Count the lines in the material below that contain the string "woman", treating case as significant, and reply with the number alone.

Recorded information:
<<<<
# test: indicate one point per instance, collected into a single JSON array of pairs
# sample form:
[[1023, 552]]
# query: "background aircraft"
>>>>
<<<<
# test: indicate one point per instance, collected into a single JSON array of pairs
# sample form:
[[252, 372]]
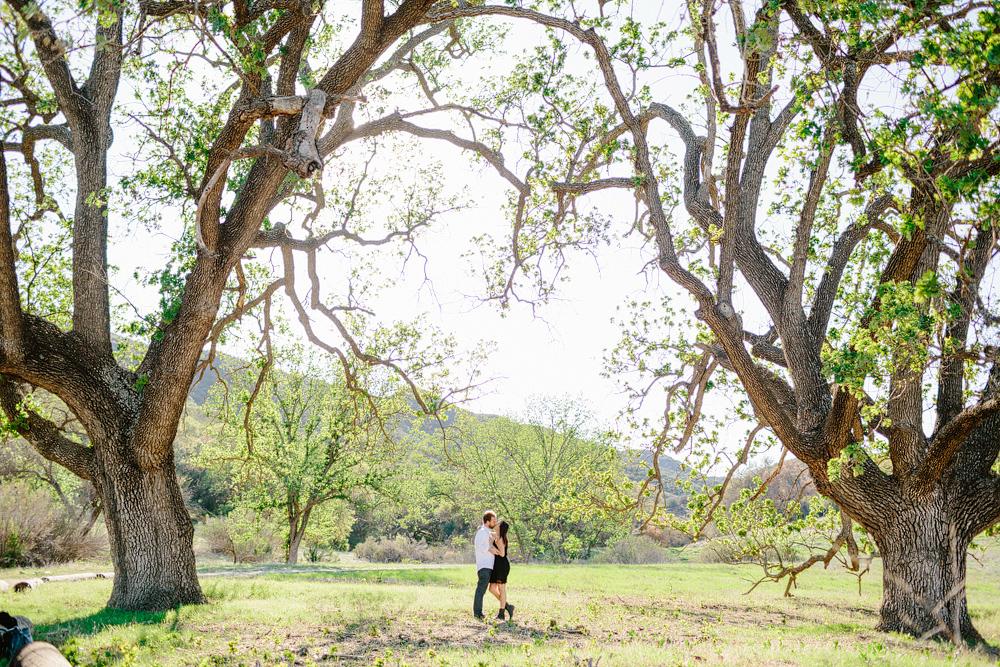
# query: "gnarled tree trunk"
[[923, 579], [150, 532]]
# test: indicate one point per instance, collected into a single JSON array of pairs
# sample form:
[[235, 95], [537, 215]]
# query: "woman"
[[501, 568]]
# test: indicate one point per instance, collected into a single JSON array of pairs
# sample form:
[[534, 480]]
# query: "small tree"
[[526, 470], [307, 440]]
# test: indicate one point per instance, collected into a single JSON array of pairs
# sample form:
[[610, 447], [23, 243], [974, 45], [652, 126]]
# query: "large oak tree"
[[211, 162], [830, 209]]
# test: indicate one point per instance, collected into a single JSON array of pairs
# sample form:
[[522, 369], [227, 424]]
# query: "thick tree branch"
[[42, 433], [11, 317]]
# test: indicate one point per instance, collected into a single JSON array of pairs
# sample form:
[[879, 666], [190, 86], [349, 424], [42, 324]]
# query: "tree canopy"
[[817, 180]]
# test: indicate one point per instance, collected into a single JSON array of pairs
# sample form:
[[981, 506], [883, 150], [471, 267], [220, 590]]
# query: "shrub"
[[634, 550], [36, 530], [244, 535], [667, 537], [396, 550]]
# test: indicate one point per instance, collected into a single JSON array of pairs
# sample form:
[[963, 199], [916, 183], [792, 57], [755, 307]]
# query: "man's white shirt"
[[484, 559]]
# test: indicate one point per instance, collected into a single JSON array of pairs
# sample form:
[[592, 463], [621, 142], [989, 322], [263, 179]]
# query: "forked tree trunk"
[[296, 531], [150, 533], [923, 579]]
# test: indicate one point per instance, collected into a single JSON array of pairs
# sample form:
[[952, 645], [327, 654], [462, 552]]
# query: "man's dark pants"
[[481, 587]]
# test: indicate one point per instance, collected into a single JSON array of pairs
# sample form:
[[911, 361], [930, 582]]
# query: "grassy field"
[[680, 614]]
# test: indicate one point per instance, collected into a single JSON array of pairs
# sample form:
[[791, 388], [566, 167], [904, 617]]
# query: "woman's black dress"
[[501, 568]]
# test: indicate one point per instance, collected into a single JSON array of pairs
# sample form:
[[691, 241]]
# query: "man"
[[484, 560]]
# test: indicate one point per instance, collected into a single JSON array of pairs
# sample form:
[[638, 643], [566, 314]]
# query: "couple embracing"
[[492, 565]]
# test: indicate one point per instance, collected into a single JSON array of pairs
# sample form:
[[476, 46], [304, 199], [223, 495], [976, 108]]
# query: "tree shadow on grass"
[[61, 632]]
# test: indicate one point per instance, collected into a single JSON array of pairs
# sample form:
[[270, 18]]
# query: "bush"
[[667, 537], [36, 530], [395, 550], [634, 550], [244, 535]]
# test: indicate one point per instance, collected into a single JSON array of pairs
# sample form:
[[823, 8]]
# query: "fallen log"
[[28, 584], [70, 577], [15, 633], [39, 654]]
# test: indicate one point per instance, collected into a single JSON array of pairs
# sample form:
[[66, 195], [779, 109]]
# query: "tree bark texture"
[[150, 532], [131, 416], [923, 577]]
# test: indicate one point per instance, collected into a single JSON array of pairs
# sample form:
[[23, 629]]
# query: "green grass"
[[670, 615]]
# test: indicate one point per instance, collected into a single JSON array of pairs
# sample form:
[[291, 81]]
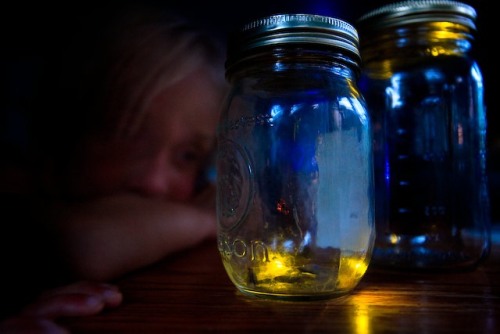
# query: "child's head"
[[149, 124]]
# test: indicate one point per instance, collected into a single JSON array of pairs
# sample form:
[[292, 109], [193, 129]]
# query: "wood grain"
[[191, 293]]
>>>>
Final answer: 2